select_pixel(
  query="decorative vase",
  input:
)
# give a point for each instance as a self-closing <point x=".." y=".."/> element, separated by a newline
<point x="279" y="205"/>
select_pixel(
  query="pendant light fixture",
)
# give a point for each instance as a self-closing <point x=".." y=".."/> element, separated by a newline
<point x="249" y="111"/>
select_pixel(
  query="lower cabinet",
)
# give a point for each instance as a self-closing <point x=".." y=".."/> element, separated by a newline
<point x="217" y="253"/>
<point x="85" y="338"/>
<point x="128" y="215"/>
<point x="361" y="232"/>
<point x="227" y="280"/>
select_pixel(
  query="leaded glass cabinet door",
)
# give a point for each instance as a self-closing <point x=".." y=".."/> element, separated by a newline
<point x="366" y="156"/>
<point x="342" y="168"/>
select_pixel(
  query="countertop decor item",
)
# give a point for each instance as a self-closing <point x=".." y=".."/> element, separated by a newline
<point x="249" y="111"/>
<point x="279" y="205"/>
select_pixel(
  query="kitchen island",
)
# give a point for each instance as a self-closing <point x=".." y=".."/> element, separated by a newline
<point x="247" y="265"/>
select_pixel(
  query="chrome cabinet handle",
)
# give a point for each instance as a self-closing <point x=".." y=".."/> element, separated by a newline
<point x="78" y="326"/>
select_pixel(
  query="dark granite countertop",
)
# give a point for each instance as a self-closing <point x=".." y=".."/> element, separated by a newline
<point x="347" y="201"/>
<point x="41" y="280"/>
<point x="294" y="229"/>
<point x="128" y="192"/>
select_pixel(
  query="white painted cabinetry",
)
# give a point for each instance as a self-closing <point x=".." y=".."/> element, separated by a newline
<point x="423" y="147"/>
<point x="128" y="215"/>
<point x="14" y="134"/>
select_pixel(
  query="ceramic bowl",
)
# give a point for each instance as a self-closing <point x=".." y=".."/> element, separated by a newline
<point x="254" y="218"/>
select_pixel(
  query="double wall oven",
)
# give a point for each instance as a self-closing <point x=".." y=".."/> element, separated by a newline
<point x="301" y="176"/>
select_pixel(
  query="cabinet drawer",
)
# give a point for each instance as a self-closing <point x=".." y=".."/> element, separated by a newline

**Exercise prompt**:
Your answer should consist of the material above, written out word for word.

**Written answer**:
select_pixel(
  query="decorative vase",
  input:
)
# give a point for each instance as a self-closing <point x=".." y=".."/> element, separated by a newline
<point x="279" y="205"/>
select_pixel(
  query="pendant light fixture",
)
# give a point for each instance as a self-closing <point x=".." y=".."/> element, separated by a newline
<point x="249" y="111"/>
select_pixel(
  query="lower cabinet",
)
# give a point for each instance as a self-closing <point x=".." y=".."/> element, separated by a newline
<point x="217" y="253"/>
<point x="85" y="338"/>
<point x="128" y="215"/>
<point x="361" y="232"/>
<point x="227" y="280"/>
select_pixel(
  query="leaded glass cabinet door",
)
# give a point for each instance as a self-closing <point x=".." y=".."/> element, separated by a newline
<point x="366" y="156"/>
<point x="342" y="168"/>
select_pixel(
  query="countertop decor item",
)
# give a point for each instance as a self-closing <point x=".." y=".."/> element, separated by a newline
<point x="249" y="111"/>
<point x="279" y="205"/>
select_pixel(
  query="kitchen island",
)
# give a point for each instance as a self-closing <point x=".." y=".."/> element, separated by a newline
<point x="247" y="265"/>
select_pixel(
  query="chrome cabinet handle",
)
# give a point for each instance as a self-closing <point x=".." y=".."/> element, separated by a newline
<point x="78" y="326"/>
select_pixel(
  query="dark granite countertop",
)
# give a point for each instance as a self-closing <point x=".." y=".."/> element, separated by a newline
<point x="347" y="201"/>
<point x="41" y="280"/>
<point x="294" y="229"/>
<point x="128" y="192"/>
select_pixel(
  query="white painted cabinetry",
)
# give a point for each instance as a self-closing <point x=".." y=".."/> element, separated by a newline
<point x="423" y="147"/>
<point x="128" y="215"/>
<point x="14" y="134"/>
select_pixel(
  query="ceramic bowl",
)
# give a point for each instance as a self-closing <point x=".." y=".."/> element, separated by a newline
<point x="254" y="218"/>
select_pixel(
  query="double wall oven",
)
# give a point for each instance as a self-closing <point x=".." y=".."/> element, separated by a newline
<point x="301" y="176"/>
select_pixel(
  query="cabinet drawer",
)
# give a point for each instance as a self-closing <point x=".." y=".."/> element, separated by a newline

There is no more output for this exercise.